## begin Text provided

It’s perfectly plausible that a nation is bigoted against one minority group, but happens to be even more so against another. It also makes no sense that you’re claiming that having a large population migration of a certain racial group means it’s nonsensical to point out that you can be bigoted against that group. Many European immigrants in America’s early days were hated, even when they were immigrating. There were also a huge number of Chinese immigrants and, yep, they were hated too.
Your argument about population density is even more absurd. And again I have to wonder about the standards you’re using and the political axe you’re grinding here. Would you argue that it’s absurd to claim that any Israelis are bigoted against Palestinians since, after all, they have one of the largest populations of Palestinian citizens on the planet?
Puh-leeze.
Actually, I really like that nonsense:
“How could the United States have been racist in 1950? It had one of the largest populations of blacks outside of Africa!”
Or “How could America of the 1930s possibly have been anti-Semitic?! Look at how many Jews were immigrating there!”
Or “How can anyone possibly insist that France and the UK of the 1920s were less anti-Semitic than Poland of that same timeframe!? Look at how many more Jews lived in Poland!”
I’m also confused as to why CZ was confused regarding my belief(which is I think unarguable) that anti-Arab racism is worse in France than anti-Semitism".
I said it in post 14 of this thread.
If the Muslim kids are immigrants, aren’t they now Europeans? So how can their actions have no reflection on Europeans?
Also the “Muslim kids” are probably not immigrants but the children of immigrants who were raised in Europe.
One of the unfortunate patterns in Europe has not been immigrants becoming radicalized, but the children of immigrants being radicalized by the rejection they face from the society at large.
They also often have romantic notions of their homeland and native culture not shared by their parents.
That’s why younger Muslims in Europe are often attracted to more extreme versions of Islsm than their parents.
For a dramatization of this I’d recommend “My Son the Fanatic.”

## end Text provided
## begin Provided material

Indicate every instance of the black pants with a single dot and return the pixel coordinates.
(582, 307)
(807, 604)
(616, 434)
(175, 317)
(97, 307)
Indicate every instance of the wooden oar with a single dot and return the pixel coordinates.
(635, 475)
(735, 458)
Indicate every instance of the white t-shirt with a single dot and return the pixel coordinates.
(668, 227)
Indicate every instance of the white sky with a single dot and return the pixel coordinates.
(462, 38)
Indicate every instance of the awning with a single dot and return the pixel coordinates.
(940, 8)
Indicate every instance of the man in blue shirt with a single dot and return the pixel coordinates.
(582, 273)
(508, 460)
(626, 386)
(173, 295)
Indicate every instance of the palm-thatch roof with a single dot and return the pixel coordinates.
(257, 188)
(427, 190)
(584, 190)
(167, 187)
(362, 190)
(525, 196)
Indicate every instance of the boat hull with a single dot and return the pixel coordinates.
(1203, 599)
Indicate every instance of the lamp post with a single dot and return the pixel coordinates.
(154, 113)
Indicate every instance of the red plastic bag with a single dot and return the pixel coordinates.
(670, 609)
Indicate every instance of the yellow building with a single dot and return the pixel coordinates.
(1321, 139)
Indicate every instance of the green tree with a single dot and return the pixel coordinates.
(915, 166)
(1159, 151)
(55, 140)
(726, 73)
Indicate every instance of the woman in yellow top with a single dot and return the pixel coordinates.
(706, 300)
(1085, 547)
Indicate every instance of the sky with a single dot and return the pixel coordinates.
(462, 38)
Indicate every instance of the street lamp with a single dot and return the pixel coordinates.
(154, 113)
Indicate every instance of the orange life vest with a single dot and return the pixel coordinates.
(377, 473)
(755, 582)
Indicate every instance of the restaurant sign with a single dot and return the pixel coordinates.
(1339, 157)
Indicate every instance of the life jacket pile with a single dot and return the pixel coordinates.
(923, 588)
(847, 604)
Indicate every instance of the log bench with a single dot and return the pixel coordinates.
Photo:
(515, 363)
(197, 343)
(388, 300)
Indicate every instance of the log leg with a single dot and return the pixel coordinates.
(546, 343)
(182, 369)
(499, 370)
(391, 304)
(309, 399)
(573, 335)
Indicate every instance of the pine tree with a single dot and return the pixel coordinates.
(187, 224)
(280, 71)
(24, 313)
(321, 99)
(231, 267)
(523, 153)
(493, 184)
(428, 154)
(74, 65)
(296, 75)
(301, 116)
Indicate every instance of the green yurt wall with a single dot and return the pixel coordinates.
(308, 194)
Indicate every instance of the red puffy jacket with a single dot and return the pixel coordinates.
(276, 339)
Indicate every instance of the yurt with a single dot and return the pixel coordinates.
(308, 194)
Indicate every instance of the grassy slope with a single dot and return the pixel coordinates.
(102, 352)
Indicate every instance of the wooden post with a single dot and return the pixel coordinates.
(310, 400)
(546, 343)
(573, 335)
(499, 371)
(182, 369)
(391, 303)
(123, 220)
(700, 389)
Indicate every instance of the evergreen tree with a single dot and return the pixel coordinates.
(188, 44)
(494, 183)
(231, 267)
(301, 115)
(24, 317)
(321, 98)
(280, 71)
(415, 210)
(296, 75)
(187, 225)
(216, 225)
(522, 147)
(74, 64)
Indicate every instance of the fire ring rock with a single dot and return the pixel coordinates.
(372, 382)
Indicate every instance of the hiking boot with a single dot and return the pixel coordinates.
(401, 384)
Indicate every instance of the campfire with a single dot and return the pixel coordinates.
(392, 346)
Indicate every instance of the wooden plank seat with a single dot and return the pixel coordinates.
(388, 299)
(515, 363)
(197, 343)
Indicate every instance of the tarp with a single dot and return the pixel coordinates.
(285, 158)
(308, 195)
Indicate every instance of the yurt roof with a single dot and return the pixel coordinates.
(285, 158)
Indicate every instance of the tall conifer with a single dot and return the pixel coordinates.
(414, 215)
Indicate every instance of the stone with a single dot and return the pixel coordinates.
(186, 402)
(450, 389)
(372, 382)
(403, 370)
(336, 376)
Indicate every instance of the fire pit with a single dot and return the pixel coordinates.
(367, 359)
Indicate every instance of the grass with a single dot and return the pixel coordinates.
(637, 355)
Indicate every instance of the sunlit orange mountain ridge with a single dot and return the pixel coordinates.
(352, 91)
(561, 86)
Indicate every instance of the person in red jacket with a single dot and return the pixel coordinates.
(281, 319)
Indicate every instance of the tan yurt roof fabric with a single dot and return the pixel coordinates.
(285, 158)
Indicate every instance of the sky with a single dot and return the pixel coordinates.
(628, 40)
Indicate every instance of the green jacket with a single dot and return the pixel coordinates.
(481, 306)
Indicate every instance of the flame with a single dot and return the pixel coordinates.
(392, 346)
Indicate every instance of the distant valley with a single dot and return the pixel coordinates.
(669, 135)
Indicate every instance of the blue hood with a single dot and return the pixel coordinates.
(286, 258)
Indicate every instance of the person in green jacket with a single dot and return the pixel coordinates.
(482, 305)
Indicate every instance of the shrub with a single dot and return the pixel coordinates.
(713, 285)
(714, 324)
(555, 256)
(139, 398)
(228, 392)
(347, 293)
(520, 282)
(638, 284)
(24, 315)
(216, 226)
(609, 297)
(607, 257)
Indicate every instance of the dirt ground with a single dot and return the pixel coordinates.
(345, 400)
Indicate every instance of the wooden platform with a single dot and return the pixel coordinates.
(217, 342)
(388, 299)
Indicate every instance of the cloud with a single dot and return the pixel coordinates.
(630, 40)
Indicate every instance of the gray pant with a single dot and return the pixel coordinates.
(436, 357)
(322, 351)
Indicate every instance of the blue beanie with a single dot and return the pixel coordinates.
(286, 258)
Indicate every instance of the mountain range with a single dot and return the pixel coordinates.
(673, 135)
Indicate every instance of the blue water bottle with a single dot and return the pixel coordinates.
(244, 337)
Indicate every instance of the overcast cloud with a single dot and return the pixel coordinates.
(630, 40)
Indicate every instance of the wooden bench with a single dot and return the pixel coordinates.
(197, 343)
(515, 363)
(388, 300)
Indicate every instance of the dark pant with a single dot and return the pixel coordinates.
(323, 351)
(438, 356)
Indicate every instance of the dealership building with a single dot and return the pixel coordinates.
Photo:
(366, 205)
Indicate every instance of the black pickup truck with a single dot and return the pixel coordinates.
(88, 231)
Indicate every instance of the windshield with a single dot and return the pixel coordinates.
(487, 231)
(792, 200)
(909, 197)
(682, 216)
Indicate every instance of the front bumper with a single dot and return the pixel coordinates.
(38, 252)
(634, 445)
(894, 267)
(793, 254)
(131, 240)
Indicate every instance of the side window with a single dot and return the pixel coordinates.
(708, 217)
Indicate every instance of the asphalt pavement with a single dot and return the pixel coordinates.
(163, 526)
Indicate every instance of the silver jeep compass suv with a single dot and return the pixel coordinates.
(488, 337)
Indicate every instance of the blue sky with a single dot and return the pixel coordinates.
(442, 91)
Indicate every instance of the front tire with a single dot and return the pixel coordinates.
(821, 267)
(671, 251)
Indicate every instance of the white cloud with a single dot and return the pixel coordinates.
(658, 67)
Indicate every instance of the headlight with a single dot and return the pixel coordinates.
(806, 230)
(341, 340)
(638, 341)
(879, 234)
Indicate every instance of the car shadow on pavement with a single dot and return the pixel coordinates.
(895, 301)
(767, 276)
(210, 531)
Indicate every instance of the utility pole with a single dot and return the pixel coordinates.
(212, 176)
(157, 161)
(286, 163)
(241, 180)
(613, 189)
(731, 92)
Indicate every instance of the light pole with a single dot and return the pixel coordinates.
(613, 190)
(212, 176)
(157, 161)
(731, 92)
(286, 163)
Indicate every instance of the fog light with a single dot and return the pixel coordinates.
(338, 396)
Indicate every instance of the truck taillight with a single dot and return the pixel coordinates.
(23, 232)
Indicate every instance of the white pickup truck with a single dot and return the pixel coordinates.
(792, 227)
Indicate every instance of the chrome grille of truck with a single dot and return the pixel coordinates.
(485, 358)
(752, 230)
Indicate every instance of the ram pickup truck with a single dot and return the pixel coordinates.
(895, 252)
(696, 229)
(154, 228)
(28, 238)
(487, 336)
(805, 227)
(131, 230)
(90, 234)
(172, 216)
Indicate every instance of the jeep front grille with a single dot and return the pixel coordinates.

## end Provided material

Directive
Can you quote the passage of the post about bigotry and immigration that opens with the words containing "If the Muslim" and closes with "society at large."? Rely only on the post about bigotry and immigration, not on the items.

Complete output
If the Muslim kids are immigrants, aren’t they now Europeans? So how can their actions have no reflection on Europeans?
Also the “Muslim kids” are probably not immigrants but the children of immigrants who were raised in Europe.
One of the unfortunate patterns in Europe has not been immigrants becoming radicalized, but the children of immigrants being radicalized by the rejection they face from the society at large.